[WHAT TO WORK ON]
a – Translate this sentence from the passage on student loan repayment into Spanish: "The bottom 30-40% don't pay anything under either scheme."
b – Carry on the passage on student loan repayment schemes from its final sentence.

So under the new scheme: The bottom 30-40% don't pay anything under either scheme. The next 30-40% or so pay less than now both in total and per year. The top 30% (by income) pay more in total (though still less in the early years). The ones who have to repay the greatest additional amount under the new scheme compared with the old are the top 10-20%4.

Very approximately, therefore, the protests are about trying to persuade a right-wing mostly-Conservative government that it should charge the rich less and the middle more for their education. Even more strangely, the government is refusing: tax rich graduates instead, they say.

Footnotes

1 I pinned personal salary growth in the simulator to equal the average earnings growth (both at RPI+1 or RPI, it makes little difference) to mimic having a fixed real salary over the whole time period. That's not realistic, but it allows a comparison with median wages.

2 Now, graduate salaries are generally higher than non-graduate salaries, and there's nothing like a bit of self-interest, but even then it's mainly benefiting the richer graduates. It's very tricky to assess by how much and there are several conflicting sources (and the premium varies by degree, too) - but it probably works out, on average, at only around £3-4k additional gross earnings a year. Even the median graduate is therefore unlikely to be earning much more than £29k in real terms.

Point annotation dataset records
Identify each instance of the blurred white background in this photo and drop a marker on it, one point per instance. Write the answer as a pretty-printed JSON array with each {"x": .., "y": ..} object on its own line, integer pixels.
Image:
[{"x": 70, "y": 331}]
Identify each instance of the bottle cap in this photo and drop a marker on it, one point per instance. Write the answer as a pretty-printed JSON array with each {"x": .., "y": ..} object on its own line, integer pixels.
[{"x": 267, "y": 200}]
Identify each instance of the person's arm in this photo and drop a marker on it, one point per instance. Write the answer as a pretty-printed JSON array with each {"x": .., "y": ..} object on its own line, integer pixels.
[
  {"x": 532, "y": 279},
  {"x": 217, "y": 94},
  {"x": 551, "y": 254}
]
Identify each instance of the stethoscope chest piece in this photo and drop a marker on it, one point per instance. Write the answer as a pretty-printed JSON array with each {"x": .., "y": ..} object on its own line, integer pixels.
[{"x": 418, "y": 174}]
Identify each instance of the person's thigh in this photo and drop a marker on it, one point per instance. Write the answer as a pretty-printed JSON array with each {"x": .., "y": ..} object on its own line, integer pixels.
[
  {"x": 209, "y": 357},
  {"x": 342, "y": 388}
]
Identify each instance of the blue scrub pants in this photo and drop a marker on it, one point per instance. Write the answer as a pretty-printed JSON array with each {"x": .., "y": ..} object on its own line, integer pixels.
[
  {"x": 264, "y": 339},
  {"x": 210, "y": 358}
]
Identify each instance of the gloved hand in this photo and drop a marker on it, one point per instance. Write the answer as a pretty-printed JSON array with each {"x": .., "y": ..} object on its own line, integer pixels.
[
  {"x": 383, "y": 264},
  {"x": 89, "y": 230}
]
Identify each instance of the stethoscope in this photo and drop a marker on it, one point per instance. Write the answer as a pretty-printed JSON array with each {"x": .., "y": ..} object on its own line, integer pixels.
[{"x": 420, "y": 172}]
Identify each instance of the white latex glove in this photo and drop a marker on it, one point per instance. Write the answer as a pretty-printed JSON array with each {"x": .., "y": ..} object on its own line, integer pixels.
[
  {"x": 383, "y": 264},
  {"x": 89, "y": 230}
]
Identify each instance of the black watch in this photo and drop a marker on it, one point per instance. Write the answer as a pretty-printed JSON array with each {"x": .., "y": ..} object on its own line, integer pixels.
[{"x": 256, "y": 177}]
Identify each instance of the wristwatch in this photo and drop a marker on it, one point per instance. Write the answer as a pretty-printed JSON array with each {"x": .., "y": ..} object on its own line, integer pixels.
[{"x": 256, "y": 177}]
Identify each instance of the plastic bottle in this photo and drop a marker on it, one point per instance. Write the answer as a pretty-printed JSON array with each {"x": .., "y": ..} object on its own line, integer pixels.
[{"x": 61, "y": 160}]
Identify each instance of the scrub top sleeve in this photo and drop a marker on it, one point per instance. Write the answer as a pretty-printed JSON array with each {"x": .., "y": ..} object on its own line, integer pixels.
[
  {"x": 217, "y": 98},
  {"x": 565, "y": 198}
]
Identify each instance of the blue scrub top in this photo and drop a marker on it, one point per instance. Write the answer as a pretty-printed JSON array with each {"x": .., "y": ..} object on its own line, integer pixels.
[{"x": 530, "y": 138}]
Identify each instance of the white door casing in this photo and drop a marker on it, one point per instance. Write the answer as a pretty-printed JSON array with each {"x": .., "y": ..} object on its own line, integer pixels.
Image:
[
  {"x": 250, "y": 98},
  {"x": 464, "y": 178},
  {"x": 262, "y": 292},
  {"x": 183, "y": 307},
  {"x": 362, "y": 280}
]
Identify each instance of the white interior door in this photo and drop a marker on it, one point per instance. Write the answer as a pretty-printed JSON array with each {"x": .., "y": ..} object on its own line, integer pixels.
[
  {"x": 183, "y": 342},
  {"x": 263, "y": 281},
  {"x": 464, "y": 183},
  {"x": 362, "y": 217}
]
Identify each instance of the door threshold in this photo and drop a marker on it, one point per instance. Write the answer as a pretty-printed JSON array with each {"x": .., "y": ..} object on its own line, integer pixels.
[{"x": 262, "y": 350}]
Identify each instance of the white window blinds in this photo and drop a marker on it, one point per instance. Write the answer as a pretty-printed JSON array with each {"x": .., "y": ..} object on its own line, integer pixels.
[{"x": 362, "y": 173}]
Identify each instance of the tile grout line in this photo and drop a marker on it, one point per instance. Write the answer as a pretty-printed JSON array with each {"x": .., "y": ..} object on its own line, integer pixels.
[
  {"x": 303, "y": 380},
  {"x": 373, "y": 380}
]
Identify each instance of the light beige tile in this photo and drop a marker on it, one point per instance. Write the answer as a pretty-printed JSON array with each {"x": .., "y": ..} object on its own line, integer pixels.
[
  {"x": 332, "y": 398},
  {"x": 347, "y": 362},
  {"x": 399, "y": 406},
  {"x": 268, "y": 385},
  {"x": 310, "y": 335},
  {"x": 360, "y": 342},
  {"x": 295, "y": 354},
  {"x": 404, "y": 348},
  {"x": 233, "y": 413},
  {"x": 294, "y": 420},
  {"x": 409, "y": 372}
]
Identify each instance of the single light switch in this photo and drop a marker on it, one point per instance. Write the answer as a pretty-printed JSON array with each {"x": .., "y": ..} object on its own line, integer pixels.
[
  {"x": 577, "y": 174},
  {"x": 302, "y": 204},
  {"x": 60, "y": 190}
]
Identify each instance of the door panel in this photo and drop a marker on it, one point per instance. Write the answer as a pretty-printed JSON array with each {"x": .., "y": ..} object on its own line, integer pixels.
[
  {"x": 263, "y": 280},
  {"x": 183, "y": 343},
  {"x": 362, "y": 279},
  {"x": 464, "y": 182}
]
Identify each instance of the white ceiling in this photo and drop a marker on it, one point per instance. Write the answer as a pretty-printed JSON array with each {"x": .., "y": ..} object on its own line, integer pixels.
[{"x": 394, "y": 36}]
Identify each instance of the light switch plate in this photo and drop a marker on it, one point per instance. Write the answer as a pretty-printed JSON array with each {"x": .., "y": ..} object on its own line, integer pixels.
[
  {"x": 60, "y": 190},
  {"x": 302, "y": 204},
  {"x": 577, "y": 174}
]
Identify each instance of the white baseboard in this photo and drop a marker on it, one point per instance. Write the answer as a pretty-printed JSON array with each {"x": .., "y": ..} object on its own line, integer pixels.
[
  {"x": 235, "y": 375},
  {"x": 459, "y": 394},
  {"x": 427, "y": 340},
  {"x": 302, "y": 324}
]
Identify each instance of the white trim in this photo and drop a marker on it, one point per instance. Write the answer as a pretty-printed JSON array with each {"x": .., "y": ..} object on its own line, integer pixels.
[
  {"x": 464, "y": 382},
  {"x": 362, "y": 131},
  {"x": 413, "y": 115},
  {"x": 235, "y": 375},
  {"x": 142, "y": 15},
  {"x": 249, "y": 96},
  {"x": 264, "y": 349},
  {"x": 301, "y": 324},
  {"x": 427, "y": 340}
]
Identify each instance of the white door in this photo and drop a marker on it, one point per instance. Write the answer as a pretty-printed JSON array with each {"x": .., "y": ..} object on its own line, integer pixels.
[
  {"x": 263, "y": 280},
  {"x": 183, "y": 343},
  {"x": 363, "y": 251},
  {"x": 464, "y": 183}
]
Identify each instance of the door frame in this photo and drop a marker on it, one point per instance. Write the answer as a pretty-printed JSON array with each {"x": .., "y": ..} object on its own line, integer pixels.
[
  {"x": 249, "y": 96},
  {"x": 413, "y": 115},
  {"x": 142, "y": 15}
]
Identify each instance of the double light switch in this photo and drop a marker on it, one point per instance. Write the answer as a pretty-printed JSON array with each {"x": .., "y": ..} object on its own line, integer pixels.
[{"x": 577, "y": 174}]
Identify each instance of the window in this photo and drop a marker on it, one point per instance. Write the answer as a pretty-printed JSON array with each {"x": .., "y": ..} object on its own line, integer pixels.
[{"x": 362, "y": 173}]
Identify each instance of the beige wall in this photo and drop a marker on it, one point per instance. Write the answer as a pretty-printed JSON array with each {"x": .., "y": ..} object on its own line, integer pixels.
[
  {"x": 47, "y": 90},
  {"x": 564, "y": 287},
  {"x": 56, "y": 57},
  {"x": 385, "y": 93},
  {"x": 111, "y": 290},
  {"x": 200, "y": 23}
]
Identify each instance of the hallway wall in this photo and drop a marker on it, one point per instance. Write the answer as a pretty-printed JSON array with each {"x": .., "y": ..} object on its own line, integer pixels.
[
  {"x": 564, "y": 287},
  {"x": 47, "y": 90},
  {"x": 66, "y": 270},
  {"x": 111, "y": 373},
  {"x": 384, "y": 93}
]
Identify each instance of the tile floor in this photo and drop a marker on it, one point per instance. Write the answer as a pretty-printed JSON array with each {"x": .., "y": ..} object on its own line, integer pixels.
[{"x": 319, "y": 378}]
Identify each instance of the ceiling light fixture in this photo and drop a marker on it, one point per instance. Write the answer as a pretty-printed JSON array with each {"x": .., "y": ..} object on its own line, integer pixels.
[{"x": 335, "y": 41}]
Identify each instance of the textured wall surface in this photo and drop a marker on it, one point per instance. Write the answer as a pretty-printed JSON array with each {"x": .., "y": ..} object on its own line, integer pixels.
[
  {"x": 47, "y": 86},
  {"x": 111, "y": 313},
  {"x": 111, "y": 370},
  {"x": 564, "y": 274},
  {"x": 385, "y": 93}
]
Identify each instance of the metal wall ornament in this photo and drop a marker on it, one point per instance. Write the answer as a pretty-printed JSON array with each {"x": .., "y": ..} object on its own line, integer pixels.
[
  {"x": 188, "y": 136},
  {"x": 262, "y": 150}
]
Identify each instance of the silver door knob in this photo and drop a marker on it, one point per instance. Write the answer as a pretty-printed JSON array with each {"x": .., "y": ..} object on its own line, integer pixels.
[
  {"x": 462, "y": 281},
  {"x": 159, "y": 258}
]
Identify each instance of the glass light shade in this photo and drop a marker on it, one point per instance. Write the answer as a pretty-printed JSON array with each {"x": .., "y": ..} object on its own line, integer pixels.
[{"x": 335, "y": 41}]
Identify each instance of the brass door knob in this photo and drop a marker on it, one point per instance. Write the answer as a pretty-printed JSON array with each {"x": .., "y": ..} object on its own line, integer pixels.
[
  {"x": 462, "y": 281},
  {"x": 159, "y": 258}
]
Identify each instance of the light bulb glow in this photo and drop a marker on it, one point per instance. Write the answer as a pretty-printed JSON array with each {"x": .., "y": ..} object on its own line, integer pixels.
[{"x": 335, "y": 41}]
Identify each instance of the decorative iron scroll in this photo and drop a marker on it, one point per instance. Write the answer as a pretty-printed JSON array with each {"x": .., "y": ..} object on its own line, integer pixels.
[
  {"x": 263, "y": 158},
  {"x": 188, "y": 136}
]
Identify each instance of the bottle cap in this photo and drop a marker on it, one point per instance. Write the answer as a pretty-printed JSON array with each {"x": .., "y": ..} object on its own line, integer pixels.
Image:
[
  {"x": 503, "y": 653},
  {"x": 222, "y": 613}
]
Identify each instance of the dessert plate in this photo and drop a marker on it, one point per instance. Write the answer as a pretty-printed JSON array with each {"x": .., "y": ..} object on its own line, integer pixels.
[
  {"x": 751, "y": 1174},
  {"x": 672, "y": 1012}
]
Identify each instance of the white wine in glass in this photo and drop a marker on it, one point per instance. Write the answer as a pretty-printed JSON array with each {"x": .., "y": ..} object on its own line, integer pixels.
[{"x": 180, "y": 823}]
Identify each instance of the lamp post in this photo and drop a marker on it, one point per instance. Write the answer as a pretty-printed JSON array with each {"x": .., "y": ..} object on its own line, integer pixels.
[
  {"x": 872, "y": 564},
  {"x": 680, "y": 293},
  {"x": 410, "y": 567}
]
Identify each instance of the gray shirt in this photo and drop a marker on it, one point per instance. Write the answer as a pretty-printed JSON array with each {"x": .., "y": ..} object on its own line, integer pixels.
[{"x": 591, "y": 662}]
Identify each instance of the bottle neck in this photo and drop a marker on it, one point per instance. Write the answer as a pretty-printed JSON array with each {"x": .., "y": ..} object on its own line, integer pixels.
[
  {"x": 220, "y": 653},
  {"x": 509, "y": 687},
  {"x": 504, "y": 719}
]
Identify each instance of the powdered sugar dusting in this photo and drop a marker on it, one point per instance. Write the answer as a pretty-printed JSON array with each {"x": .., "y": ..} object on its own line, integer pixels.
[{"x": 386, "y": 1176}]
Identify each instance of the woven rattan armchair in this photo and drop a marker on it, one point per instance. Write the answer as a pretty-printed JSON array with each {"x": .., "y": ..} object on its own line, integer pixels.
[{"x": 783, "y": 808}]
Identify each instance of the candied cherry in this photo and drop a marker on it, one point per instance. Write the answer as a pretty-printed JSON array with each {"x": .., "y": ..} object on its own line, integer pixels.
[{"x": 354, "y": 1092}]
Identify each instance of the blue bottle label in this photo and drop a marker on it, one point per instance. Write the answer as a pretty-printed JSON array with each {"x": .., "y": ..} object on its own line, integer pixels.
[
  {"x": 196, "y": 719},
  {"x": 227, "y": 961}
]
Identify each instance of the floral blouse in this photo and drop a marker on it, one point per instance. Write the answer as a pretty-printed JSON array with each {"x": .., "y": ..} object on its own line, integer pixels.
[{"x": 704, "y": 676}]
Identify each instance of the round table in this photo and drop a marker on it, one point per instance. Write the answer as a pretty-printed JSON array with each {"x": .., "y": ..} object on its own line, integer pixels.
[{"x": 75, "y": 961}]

[IN RESPONSE]
a – El 30-40 % inferior no paga nada con ninguno de los dos sistemas.

b –
3 And this is also assuming continuous employment for the full 30 years after graduation. Take time off to raise children, or become unemployed for more than a couple of months, or become ill and spend a year off work on long-term sick leave, etc. etc. and the likelihood of repaying more than £24k falls further.

4 Above a very high threshold - in to the top 5% or so - total repayments start falling again because their earnings clear the loan before the higher interest rates only charged on higher earners have much effect. But they'll still even in the absolute best/worst unrealistic case (walk straight out of university into a £400k corporate directorship) repay almost twice as much under the new scheme as they would under the old scheme. And someone with that sort of immediate earnings potential probably has sufficient family wealth and connections that the cost of university is largely irrelevant anyway.